-- ASSIGNMENT --
In the entries below, find the lines that contain the word "wooden" and copy them.

-- RECORDED DATA --
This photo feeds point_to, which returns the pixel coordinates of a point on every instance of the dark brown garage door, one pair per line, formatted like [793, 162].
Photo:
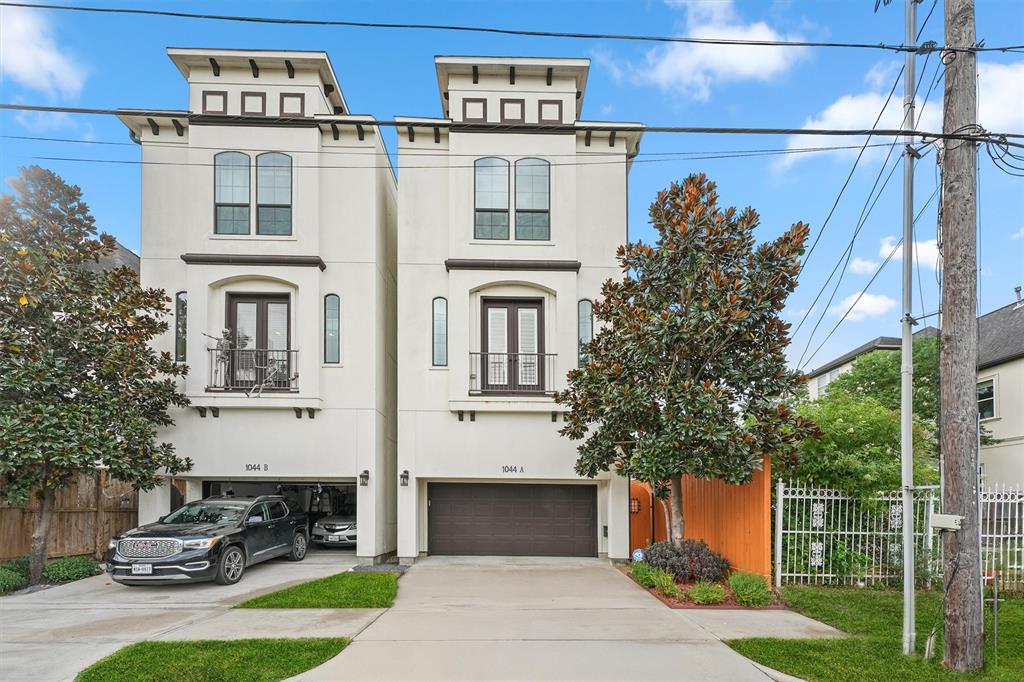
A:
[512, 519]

---

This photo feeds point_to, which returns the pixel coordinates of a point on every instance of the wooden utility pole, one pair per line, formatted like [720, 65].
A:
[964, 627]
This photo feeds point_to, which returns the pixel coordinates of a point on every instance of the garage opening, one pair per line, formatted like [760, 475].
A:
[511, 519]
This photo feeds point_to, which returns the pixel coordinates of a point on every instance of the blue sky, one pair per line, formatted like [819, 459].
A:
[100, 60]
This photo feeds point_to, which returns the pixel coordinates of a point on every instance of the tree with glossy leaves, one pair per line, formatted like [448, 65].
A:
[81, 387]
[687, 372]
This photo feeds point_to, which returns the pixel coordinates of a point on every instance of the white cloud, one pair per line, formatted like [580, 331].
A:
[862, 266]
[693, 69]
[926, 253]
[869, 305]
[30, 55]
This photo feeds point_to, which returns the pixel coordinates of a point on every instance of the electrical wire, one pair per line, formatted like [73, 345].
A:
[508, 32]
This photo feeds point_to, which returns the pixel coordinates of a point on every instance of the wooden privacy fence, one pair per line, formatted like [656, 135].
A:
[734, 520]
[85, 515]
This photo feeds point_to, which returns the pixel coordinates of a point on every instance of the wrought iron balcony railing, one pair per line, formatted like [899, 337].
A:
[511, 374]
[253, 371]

* * *

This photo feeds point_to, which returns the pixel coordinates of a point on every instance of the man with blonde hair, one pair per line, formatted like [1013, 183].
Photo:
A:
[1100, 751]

-- YOUR SOLUTION --
This photo feeds point_to, which returns the pixel coordinates of a point on every instance of the wooden utility pole, one pair per line, formatted like [720, 65].
This photo feeds point_to, which returns the pixel coordinates of a point on every instance of the wooden privacy fence, one pair per line, formatted like [656, 135].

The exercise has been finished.